PROBLEM STATEMENT:
Nothing in the records may be altered, and no picture may be included. Restate them in full.

##### PROVIDED ENTRIES

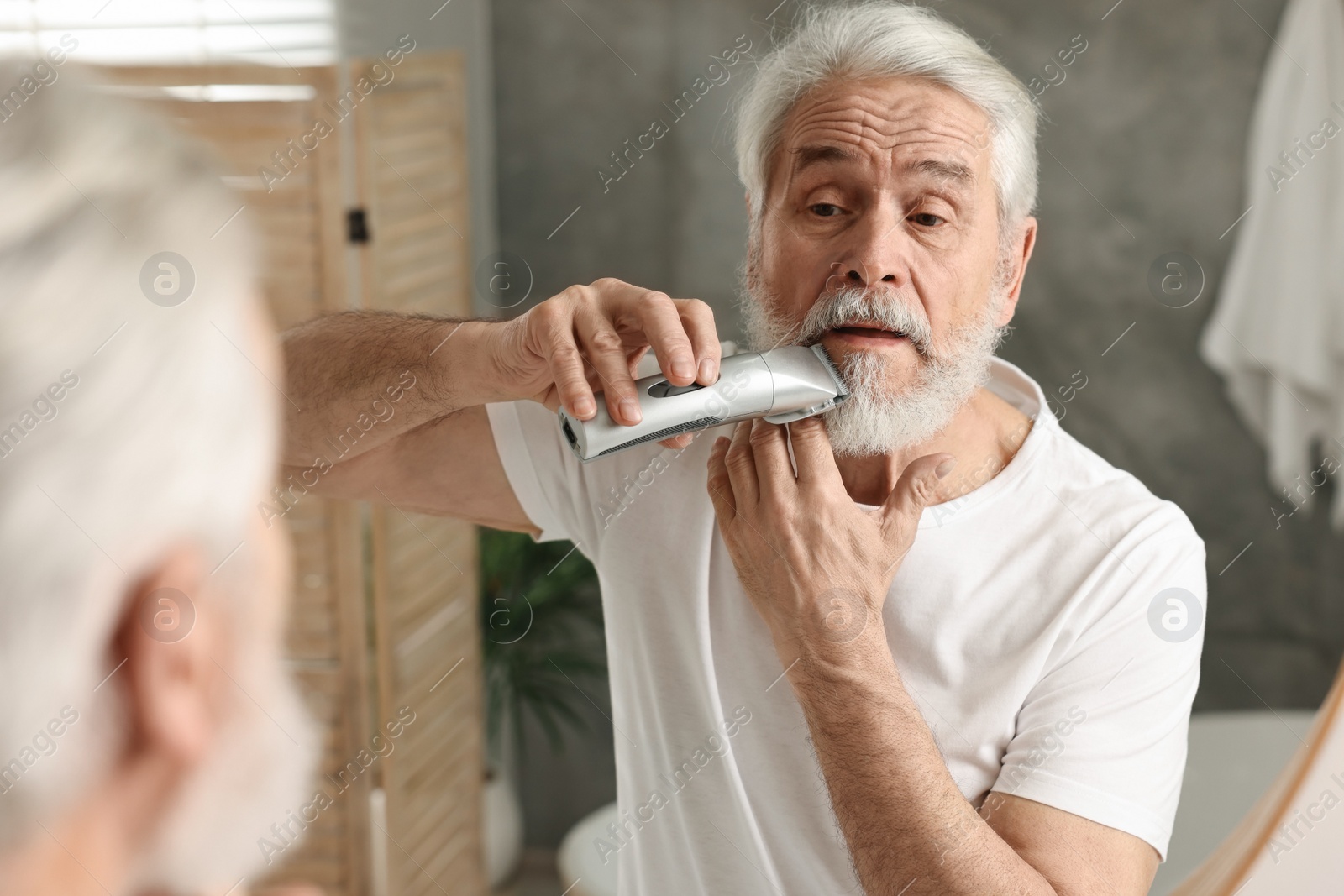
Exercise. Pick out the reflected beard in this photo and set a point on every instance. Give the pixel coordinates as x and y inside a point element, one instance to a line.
<point>879,418</point>
<point>253,777</point>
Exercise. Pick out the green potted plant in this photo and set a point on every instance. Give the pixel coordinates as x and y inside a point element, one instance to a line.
<point>542,647</point>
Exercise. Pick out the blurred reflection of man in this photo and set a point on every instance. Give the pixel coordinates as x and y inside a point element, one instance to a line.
<point>148,731</point>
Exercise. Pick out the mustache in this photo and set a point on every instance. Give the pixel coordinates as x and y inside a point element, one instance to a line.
<point>877,308</point>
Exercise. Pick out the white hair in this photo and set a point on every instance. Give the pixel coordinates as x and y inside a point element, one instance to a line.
<point>879,40</point>
<point>165,432</point>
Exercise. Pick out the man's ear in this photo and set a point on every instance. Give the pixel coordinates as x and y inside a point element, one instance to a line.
<point>1023,244</point>
<point>167,638</point>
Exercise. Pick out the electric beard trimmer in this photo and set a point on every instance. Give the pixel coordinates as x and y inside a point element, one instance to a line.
<point>783,385</point>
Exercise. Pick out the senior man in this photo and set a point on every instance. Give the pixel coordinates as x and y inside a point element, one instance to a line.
<point>905,645</point>
<point>148,732</point>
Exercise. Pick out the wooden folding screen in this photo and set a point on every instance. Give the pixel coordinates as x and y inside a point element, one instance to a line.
<point>412,145</point>
<point>383,602</point>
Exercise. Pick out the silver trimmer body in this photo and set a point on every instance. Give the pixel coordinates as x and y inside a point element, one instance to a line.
<point>783,385</point>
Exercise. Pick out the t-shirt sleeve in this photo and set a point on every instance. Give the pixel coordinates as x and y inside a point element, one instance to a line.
<point>1102,732</point>
<point>564,497</point>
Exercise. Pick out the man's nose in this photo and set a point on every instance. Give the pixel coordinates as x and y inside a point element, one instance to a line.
<point>873,254</point>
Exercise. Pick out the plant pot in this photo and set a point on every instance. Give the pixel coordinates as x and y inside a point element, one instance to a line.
<point>501,826</point>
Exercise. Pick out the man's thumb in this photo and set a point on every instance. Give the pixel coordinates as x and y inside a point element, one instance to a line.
<point>916,490</point>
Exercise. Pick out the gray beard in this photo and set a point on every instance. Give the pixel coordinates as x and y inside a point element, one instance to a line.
<point>877,418</point>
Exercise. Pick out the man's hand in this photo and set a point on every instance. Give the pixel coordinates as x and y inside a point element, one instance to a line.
<point>816,566</point>
<point>589,338</point>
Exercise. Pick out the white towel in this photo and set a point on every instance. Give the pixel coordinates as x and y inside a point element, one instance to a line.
<point>1277,333</point>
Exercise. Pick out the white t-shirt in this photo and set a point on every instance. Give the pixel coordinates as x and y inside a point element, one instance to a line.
<point>1026,624</point>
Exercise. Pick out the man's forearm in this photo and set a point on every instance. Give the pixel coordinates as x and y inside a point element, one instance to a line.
<point>360,367</point>
<point>909,828</point>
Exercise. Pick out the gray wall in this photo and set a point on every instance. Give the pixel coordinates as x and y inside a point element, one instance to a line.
<point>1146,144</point>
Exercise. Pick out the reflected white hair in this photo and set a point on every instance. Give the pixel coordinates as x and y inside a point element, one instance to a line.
<point>168,434</point>
<point>877,39</point>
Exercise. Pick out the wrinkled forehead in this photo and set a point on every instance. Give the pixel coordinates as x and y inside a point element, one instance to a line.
<point>886,128</point>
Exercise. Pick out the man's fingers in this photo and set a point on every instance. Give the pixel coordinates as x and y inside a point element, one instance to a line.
<point>916,490</point>
<point>569,371</point>
<point>770,452</point>
<point>606,354</point>
<point>698,320</point>
<point>812,453</point>
<point>660,320</point>
<point>741,464</point>
<point>719,484</point>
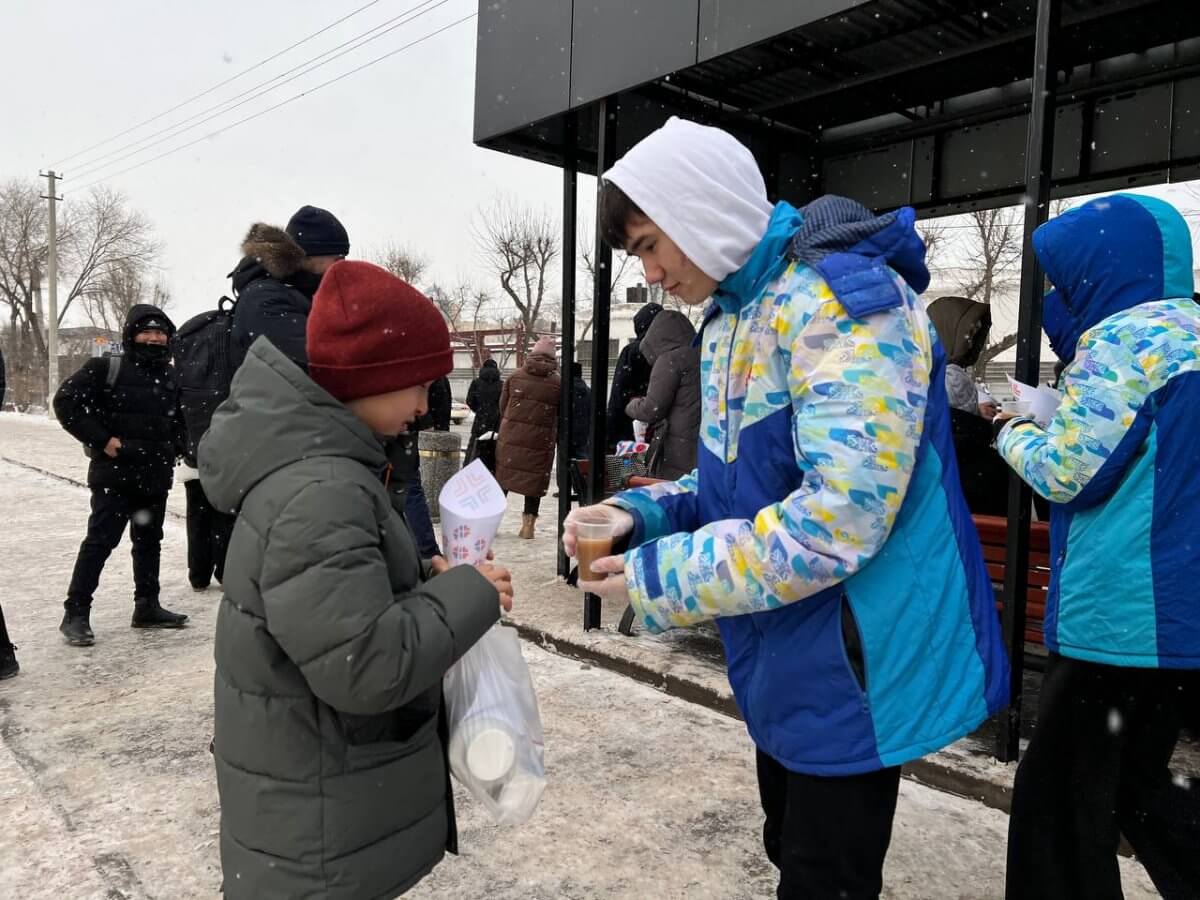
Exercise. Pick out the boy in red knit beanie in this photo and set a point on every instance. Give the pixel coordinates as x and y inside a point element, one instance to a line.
<point>333,634</point>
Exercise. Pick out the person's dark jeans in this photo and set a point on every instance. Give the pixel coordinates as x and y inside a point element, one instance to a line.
<point>1097,768</point>
<point>417,511</point>
<point>111,510</point>
<point>828,837</point>
<point>208,537</point>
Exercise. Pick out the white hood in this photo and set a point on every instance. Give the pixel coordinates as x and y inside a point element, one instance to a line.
<point>703,189</point>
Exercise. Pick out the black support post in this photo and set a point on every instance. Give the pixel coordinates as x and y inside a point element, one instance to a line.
<point>601,299</point>
<point>565,401</point>
<point>1038,172</point>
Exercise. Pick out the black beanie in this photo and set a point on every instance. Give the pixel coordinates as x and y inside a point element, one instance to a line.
<point>318,233</point>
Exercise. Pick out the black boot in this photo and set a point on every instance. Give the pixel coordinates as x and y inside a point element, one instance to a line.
<point>147,613</point>
<point>9,666</point>
<point>77,629</point>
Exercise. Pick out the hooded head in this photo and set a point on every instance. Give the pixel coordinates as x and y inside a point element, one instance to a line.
<point>1110,255</point>
<point>963,328</point>
<point>144,318</point>
<point>669,331</point>
<point>701,189</point>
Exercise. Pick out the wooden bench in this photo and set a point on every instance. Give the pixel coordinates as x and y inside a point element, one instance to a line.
<point>994,537</point>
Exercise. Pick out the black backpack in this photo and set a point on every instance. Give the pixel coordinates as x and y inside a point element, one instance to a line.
<point>204,367</point>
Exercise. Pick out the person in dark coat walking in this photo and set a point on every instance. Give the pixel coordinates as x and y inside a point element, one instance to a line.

##########

OUTPUT:
Exercise. Pick out the reflected beard in this photo and set a point on every instance. Give the pixel coordinates as x and y inside a point element, one instance to a line.
<point>879,418</point>
<point>253,777</point>
Exercise. Pick out the green potted plant in this photo and set a point on every instance. Give the pixel coordinates as x and y inside a point element, one instance to a line.
<point>542,647</point>
Exercise. Pick out the blurred reflection of man in this photo and set a point on every instance. Give the pixel coordinates as x and y inside a point element, one instance to a line.
<point>148,731</point>
Exercise. Pick out the mustache in this photo and set a point on every instance. Give the pixel coordinates as x and y inside a point element, one instance to a line.
<point>877,308</point>
Exercise. Pick out the white hair in this photo and set a point on every instance. Give the pixel coordinates as x and y inside a point element, one instance to a line.
<point>879,40</point>
<point>165,432</point>
Exercise. Pick out the man's ear in this photo and set a point on every instance. Give the pixel coordinates as x and y inside a point element, one instance to a line.
<point>1023,244</point>
<point>167,638</point>
Exercise. Pick out the electric beard trimmer in this photo and set a point on every instance. Give the pixel coordinates as x and y inside a point element, one instance to a line.
<point>783,385</point>
Exercise. Pick out the senior man in this photo and set a point on every instance. Give the pixel coordinates as x and y inside a point element, one instance to a line.
<point>905,645</point>
<point>148,732</point>
Exercise. Pick out the wooden folding screen in this photo and set a point on every instance. Give the pixel coordinates as x and y inside a point element, one instance to a line.
<point>412,145</point>
<point>383,602</point>
Exercise. Pick out the silver trimmer body in this photo and set a point on every instance. Give the pixel coordinates as x and y inside a point element, one instance to a line.
<point>783,385</point>
Exercise. Pick out the t-shirt sleeve in this photo and set a point on every instance. Give the pixel coordinates as x and y inside a point element, one instance to a line.
<point>1102,732</point>
<point>564,497</point>
Exercise. Pick out the man's nose in this photo and set a point on every instance. Give the pixel coordinates as x and y inside a point element, one instance to a line.
<point>873,254</point>
Exercise. Pick out the plant pot in this photo and set a point on every instance. Give the pixel coordinates as x and y inside a point element, one instance to a line.
<point>501,826</point>
Exercise. Pick out the man's thumb in this photo and set a point on every instance. Give the pixel coordinates as x and y inside a point element, one instance to a line.
<point>916,490</point>
Exercise. Pick out the gray beard in this photo and set a point on every instance. Give the pixel coordinates as x and y inside a point element, one instance to a line.
<point>877,418</point>
Exercise. Pick out the man's hand in this photo and set a point on every instance. Give the pixel coordinates as x and y inside a point element, one instance to a line.
<point>816,566</point>
<point>589,338</point>
Exercise. Pick out the white towel in this photo and set a point on every instance. Give the pixel coordinates as x and y inside a point element, one instance to a line.
<point>1277,333</point>
Exercise. Pick out the white t-shirt in this photo and set a point on every instance. Give the pixel coordinates as x and y inside a point element, one instance to a line.
<point>1026,624</point>
Exercise. Pick out the man's forearm in this photo and set a point on every instance. Give the pixel coordinates as x and y inside a point element, one instance to a line.
<point>360,367</point>
<point>909,828</point>
Exercise. Pick out the gray wall in this photo and set a point on every instance. Give the pixel coordinates as x and y inside a point element, one instance to a line.
<point>1146,144</point>
Exercise. Pick out the reflected white hair in this photo and set a point on every instance. Give the pixel coordinates as x and y inside a point element, one instance to a line.
<point>168,434</point>
<point>877,39</point>
Exercise. Pick out the wrinkled forehead in this photo and set a point on every instance. Give the pixel coordinates as x and y inside a point element, one instance to a line.
<point>886,128</point>
Exercise. Pick out the man's fingers in this photo and set a point on every instance. Give the pixel coordinates as x and y inside a point element, one instance to a line.
<point>916,490</point>
<point>569,371</point>
<point>770,452</point>
<point>606,354</point>
<point>698,320</point>
<point>812,453</point>
<point>660,320</point>
<point>741,464</point>
<point>719,484</point>
Exercise. Pick out the boy in red knit beanie in this photo and set a point on every instance. Give the pixel coordinates as x and y inside a point element, one instance to a line.
<point>333,634</point>
Exercise. Pick out the person's dark jeans in this photo and set a point on every instance. Give the pixel coordinates as x and y inside a point element, one instance to a line.
<point>1097,768</point>
<point>417,511</point>
<point>111,510</point>
<point>828,837</point>
<point>208,537</point>
Exercise. Pick out the white hood in this photo and set a point on every instance. Give the pixel coordinates as x and y inside a point element, one instance to a line.
<point>703,189</point>
Exercise. Pick out the black support post in this photo and set a point on every instance. Give the pixel coordinates as x and y inside a point element, one instance to a line.
<point>601,299</point>
<point>565,401</point>
<point>1038,172</point>
Exercise. Pick out the black beanie in this photo and set a point on every instance. Give the pixel coordinates as x and y inside a point element, one instance to a line.
<point>318,233</point>
Exercise. Pick out the black boot in this photo and set a point on every instance. Give the pixel coordinates as x and y inside a point element, one instance to a line.
<point>147,613</point>
<point>9,666</point>
<point>77,629</point>
Exercise. Pick out the hooded head in this photo and set a point on every instance. Give the pixel coordinates as x and y inside a point element, one instance to a line.
<point>1110,255</point>
<point>963,328</point>
<point>144,318</point>
<point>669,331</point>
<point>701,189</point>
Exercise. Pick out the wooden bench in this photo and set a point on every instance. Give the pixel coordinates as x and y inside a point element, one instance to a line.
<point>994,537</point>
Exercise. Pick out the black backpack in this photo and set a point on every instance. Give the pixel coordinates as x and y inside a point element, one instance to a line.
<point>204,367</point>
Exercise. Pick out the person in dark coat walking in this photo and set a point on every instance. Give the pixel coordinates as x and y inside a point element, one instance to a line.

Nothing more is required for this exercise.